EXERCISE PROMPT: Gather every line of the records that contains the string "hand", and copy each one. Case counts.

begin DATASET CONTENT

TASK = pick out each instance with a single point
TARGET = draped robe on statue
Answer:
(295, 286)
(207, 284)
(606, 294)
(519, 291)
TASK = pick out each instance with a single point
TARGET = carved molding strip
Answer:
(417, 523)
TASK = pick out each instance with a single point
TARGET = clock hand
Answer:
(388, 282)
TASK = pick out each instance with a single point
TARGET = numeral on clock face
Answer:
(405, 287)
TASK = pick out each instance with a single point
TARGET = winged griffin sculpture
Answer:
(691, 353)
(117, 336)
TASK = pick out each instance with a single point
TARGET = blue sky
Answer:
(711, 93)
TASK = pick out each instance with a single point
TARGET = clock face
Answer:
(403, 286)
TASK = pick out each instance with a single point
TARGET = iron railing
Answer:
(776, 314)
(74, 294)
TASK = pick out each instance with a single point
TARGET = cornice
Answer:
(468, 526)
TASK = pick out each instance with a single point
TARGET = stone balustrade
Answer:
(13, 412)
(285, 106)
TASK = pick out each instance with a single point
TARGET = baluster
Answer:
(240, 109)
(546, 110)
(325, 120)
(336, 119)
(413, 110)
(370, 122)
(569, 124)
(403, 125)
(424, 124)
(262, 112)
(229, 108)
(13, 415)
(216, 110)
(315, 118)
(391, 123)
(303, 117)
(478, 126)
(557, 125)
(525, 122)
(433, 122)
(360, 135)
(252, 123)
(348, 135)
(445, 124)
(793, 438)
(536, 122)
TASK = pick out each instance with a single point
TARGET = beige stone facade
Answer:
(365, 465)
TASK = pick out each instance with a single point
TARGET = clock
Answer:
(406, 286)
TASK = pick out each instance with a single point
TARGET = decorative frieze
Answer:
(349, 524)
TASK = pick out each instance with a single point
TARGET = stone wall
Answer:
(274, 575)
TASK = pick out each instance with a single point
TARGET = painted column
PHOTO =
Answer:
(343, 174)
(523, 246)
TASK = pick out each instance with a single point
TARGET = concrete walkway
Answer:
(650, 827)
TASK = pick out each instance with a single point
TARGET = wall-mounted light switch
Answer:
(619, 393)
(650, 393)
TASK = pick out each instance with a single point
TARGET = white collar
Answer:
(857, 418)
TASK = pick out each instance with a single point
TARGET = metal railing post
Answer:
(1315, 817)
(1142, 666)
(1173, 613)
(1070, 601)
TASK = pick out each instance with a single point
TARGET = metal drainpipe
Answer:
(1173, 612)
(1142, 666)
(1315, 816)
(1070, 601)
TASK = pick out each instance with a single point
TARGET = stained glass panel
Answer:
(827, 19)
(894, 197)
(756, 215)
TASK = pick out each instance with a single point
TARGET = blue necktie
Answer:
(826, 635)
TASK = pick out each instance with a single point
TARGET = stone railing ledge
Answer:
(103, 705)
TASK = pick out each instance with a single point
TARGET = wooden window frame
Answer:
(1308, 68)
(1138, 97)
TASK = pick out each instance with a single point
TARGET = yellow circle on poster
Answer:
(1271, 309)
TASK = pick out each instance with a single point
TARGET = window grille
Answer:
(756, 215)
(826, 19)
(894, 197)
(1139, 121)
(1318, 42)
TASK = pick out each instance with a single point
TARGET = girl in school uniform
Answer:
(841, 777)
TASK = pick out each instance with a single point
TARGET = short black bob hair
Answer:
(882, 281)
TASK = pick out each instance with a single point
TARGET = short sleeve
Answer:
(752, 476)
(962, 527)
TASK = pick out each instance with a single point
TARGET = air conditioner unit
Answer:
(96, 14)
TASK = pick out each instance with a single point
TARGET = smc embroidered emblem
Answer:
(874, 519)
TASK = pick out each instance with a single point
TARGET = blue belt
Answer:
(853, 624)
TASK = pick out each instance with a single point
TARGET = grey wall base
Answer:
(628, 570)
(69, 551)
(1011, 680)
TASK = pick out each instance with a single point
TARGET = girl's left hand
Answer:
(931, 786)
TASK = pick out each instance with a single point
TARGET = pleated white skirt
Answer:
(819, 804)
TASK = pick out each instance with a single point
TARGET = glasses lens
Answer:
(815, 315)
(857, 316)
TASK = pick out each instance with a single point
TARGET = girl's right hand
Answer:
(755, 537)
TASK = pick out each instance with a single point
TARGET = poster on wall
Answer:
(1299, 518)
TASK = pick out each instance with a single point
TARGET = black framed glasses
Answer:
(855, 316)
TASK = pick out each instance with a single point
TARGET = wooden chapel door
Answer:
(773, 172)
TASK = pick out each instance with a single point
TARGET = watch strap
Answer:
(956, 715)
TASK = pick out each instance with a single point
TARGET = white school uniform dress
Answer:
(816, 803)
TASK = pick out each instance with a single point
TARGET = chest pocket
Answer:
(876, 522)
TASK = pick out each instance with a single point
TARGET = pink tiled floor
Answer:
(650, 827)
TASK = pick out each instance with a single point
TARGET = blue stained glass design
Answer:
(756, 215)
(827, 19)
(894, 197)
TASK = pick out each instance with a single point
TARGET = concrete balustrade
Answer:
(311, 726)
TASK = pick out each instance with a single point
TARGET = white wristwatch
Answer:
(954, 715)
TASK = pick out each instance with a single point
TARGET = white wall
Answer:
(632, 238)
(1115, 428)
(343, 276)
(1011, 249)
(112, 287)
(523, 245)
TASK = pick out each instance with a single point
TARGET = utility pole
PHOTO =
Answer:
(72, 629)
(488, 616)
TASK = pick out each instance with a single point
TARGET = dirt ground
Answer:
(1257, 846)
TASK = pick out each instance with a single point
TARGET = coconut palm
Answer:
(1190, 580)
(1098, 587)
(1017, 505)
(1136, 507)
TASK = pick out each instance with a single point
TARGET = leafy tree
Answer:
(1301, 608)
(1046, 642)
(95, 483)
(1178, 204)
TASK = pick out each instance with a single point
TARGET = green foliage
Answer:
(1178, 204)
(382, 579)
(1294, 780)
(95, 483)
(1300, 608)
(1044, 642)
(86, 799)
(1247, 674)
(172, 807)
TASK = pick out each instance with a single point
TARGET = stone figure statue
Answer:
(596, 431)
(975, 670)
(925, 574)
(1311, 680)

end DATASET CONTENT

RESPONSE BELOW:
TARGET = clock hand
TARGET = girl's left hand
TARGET = girl's right hand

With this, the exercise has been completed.